TEXT —
May Holman

Mary (May) Alice Holman (1893-1939), politician, was born on 18 July 1893 at Broken Hill, New South Wales, first of nine children of Katherine Mary (born Row) and John Barkell Holman, a miner. Her father moved to the Murchison goldfields in Western Australia and the family followed in 1896. May was educated at convents in Dongara and Perth. She was a gifted musician, a licentiate in singing and pianoforte. She organised choirs, performed in concerts, plays and fêtes with flair and enthusiasm, and had her own band, 'The Entertainers'. She worked as a typist at the Trades Hall, as a pianist at cinemas and from 1914 on the Westralian Worker. On 9 May 1914 in the District Registrar's Office, Perth, she married Peter Joseph (Joe) Gardiner, a Labor member of the State parliament. They were divorced in 1920. May's mother was active in Labor women's organisations; her father was a Labor member of the Legislative Assembly in 1901-21 and 1923-25 and secretary of the Western Australian branch of the Timber Workers' Union from 1908. From 1918 May assisted him at the Union in clerical and bookkeeping work and in arbitration. She spent nine months in Melbourne for the hearing of the Union's arbitration case. After her father's death in 1925 she was briefly union secretary. She won preselection for his seat of Forrest, where timber was the dominant industry, and retained the seat through four elections.

She saw herself primarily as the representative of the interests of families in the small forest settlements. She spoke effectively in the House of their lack of medical care, decent housing and schooling, and their dangerous work. The Timber Industries Regulation Act, 1926, was largely her work. May regularly visited the timber camps, at first on timber trains, perched on the 'cow catcher', and later in her own 'Tin Lizzie'. She had excellent rapport with the workers, a good grasp of industrial problems and could discuss women's affairs with the housewives.

REQUIRED ACTIONS —
(1) In the May Holman text, what act of 1926 is described as largely her work?
(2) Extend the May Holman text past its final sentence.
The material that comes next has nothing to do with the May Holman text.

EXTRACTED DATA —
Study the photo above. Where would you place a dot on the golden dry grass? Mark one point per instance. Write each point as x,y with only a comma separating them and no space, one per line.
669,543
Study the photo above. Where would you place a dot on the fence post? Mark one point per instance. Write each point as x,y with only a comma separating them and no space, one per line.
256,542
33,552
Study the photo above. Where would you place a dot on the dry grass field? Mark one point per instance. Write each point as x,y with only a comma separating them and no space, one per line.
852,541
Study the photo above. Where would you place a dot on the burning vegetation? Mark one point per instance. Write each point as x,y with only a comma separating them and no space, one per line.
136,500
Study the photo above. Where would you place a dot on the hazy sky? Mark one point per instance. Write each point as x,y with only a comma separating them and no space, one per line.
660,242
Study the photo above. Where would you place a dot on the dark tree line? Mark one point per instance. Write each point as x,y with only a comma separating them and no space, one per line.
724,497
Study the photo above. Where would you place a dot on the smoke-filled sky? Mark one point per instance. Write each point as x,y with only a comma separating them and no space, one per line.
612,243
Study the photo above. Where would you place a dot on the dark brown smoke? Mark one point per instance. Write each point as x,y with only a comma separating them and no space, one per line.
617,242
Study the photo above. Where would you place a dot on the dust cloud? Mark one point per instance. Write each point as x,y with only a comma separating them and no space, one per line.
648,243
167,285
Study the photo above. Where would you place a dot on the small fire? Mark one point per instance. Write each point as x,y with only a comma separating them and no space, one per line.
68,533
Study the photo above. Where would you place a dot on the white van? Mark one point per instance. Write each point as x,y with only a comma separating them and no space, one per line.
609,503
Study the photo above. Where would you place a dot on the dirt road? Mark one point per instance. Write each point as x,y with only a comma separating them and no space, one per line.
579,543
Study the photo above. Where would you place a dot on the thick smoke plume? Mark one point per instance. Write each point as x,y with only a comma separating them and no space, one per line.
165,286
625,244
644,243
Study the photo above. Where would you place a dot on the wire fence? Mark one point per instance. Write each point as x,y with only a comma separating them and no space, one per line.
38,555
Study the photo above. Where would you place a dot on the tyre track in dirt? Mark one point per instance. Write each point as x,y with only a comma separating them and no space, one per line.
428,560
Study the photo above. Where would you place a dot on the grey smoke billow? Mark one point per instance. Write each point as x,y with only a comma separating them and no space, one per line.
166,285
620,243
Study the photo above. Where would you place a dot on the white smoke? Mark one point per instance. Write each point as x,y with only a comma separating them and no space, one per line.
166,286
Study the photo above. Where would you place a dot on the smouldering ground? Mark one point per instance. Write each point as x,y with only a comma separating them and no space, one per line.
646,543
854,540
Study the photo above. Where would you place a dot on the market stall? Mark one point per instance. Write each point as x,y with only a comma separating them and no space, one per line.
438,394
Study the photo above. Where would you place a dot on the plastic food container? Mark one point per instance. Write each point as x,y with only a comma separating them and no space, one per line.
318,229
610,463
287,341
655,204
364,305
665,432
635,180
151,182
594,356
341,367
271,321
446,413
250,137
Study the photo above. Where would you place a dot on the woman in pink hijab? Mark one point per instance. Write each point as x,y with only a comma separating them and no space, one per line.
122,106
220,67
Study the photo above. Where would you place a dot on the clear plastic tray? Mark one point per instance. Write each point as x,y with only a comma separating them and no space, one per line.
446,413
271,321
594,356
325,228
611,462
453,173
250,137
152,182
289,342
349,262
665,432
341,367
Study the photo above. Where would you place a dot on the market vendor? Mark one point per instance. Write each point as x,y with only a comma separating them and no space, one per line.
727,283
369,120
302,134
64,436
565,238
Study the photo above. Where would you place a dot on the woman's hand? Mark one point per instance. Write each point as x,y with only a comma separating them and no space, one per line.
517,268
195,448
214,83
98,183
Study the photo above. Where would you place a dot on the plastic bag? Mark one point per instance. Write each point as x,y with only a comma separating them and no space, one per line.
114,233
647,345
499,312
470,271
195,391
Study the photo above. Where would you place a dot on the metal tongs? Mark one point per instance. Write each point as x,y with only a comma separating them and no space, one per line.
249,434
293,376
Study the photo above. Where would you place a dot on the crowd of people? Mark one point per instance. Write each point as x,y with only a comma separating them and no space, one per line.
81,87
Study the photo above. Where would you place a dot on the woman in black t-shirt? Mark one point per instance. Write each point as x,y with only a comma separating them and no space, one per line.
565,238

RESULTS IN ORDER —
(1) The Timber Industries Regulation Act, 1926.

(2)
She was active in women's organisations within the Labor Party, a president and secretary of the Labor Women's Central Executive and an interstate delegate. The women were dissatisfied in 1927 at their lack of representation on the Party's central executive and under her leadership sought a percentage of the affiliation fees paid by women; they complained of being expected to do the Party's organising with inadequate funding. Their requests in 1928-29 for the appointment of a woman organiser were ignored. Their own conference resolutions featured change to the party's constitution, welfare measures, and more adequate representation of women on government bodies. May herself was appointed alternate delegate to the League of Nations Assembly in Geneva in 1930.

From 1933 May Holman was secretary to the Parliamentary Labor Party. She gave evidence in 1937 to the royal commission on youth employment as convenor of her Party's committee on the subject: she supported raising the school age to sixteen, the introduction of child endowment, equal pay, and improved training and working conditions for domestic servants.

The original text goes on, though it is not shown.